Only the lines that hold the word "tall" are wanted from this listing.

### Available data:
════

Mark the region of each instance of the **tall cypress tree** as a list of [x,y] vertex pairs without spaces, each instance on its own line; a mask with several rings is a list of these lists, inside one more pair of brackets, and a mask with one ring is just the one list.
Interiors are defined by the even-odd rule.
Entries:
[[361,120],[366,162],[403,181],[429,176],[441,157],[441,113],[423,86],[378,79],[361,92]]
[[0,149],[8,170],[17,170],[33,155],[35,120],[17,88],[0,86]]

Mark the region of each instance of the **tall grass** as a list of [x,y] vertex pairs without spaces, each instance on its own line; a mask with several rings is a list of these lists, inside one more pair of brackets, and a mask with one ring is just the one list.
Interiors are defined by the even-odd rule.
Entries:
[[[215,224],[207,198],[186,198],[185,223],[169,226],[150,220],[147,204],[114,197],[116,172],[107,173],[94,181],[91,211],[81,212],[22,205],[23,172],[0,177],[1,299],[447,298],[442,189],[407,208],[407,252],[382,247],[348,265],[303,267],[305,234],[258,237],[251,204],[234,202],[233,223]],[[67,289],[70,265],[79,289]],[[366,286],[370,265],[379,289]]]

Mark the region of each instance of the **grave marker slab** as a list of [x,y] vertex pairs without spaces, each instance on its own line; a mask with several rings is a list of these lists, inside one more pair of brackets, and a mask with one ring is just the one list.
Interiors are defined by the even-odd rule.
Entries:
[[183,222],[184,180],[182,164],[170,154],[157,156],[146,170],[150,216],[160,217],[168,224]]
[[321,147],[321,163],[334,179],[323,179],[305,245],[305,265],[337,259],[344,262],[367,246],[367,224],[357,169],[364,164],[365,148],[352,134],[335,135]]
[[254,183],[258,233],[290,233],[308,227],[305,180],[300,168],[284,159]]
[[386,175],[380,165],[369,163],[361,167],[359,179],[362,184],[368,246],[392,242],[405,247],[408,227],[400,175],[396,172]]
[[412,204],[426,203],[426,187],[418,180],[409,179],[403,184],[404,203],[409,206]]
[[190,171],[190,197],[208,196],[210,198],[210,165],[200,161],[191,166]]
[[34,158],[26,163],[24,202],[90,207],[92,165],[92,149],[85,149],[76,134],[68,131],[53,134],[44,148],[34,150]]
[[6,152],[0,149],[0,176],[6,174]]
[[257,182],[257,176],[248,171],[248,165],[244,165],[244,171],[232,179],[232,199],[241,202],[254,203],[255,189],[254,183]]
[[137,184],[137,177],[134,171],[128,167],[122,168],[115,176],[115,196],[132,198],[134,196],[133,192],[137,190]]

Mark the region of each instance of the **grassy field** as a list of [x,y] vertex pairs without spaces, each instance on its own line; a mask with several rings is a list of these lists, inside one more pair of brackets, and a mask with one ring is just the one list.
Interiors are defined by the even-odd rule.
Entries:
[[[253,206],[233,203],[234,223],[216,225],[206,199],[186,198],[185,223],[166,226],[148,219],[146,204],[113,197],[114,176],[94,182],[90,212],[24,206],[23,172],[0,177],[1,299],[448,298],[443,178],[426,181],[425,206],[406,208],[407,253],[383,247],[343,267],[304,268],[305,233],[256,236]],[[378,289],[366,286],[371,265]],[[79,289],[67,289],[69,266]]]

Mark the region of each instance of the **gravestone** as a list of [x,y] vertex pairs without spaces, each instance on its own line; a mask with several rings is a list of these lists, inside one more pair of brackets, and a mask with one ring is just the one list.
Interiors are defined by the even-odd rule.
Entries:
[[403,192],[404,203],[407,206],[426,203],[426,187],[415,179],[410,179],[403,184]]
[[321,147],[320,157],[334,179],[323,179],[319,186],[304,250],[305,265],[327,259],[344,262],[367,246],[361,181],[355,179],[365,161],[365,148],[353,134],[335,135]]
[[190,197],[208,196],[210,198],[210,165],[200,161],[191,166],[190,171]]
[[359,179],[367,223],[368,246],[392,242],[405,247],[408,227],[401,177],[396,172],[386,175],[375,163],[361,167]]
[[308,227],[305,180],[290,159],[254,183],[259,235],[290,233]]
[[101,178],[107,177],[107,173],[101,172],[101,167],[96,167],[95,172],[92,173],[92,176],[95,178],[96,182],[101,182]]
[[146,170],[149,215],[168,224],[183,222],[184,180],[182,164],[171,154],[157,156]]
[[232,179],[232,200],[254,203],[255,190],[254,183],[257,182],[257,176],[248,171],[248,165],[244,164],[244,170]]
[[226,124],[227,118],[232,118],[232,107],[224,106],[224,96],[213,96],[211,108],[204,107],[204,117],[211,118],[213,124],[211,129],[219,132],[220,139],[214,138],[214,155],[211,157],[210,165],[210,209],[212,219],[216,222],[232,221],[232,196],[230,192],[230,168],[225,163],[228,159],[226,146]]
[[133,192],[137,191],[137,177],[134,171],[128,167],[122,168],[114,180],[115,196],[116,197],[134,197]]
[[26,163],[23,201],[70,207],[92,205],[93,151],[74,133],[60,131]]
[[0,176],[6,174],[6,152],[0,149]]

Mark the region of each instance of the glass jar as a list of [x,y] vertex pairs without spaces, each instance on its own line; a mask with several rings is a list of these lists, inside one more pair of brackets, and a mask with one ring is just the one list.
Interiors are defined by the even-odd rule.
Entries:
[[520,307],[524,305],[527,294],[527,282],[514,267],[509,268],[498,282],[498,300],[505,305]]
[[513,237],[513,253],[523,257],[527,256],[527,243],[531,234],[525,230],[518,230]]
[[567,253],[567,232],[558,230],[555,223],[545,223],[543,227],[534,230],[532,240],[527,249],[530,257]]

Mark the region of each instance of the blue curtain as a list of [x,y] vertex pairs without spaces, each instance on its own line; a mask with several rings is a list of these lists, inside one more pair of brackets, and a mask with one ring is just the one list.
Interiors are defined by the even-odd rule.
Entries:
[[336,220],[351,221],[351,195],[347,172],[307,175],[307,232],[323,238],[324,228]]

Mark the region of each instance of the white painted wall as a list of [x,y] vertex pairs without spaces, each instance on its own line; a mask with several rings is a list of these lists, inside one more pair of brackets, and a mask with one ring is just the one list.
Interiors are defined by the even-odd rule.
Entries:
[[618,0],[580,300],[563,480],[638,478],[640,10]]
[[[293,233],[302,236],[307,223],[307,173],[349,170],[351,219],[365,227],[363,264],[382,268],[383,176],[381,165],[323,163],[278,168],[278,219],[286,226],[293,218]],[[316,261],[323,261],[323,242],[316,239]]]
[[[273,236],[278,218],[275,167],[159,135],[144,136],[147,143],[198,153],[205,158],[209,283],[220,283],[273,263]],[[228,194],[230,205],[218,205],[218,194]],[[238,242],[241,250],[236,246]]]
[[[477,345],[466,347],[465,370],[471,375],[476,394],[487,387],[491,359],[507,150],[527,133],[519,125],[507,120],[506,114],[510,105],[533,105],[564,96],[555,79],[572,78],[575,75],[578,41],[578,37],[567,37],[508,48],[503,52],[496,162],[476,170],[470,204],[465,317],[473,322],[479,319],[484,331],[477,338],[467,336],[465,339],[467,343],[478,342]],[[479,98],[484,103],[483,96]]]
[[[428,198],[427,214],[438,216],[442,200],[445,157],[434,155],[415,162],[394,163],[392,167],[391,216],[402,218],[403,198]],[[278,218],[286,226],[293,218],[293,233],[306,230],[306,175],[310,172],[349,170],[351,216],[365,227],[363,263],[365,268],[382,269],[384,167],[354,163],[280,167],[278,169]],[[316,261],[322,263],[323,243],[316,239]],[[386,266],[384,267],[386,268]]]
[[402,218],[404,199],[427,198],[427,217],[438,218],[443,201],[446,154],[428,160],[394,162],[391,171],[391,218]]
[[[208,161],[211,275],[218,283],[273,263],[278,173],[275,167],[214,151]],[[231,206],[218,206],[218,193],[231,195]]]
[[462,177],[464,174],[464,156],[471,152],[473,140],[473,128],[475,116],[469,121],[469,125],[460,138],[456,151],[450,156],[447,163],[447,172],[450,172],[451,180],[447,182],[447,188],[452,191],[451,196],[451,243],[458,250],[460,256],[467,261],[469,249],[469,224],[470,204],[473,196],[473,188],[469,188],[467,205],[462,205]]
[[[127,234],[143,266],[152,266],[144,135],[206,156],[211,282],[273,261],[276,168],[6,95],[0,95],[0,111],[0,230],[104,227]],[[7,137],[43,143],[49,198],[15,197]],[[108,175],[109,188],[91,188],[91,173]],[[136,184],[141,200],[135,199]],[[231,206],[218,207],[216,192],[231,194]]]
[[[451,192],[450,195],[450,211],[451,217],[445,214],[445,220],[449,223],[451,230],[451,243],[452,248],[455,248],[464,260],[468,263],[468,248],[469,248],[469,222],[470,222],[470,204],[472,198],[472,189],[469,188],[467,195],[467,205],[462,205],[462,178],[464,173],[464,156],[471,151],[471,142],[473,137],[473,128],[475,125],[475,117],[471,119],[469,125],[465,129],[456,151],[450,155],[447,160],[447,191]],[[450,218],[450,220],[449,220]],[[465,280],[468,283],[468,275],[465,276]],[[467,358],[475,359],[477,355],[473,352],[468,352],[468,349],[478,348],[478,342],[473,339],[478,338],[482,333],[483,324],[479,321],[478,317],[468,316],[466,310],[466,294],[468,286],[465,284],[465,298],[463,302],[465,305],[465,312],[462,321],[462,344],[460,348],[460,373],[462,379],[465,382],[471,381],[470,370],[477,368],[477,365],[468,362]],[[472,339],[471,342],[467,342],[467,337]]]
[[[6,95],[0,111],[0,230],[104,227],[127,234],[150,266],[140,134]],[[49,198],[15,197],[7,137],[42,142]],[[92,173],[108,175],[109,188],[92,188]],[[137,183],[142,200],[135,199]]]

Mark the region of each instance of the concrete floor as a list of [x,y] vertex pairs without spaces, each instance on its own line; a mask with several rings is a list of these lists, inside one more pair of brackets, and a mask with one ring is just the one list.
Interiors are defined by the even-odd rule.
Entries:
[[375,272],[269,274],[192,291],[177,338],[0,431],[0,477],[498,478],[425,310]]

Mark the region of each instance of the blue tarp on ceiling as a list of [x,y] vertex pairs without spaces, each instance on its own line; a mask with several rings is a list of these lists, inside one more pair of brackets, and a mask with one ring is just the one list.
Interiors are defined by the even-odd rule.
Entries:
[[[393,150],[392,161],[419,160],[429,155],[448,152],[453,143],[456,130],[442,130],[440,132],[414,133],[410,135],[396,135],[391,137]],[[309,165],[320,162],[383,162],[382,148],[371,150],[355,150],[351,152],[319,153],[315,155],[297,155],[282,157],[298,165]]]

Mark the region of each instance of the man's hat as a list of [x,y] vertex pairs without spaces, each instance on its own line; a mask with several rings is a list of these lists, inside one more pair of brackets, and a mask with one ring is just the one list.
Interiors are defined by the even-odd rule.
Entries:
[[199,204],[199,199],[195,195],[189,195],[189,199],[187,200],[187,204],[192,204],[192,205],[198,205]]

════

### Result below:
Mark the region of each instance of the **tall cypress tree** as a list of [x,y] vertex pairs without spaces, each instance on its own line; a mask with several rings is a list of these lists, inside one more pair of brackets, and a mask with one ring is just the one list.
Mark the region of each instance of the **tall grass** as a list of [x,y] vertex pairs without spaces, each instance on its own line; a mask with several rings is a list of these lists, inside one more pair of brackets, and a mask with one ring is just the one list.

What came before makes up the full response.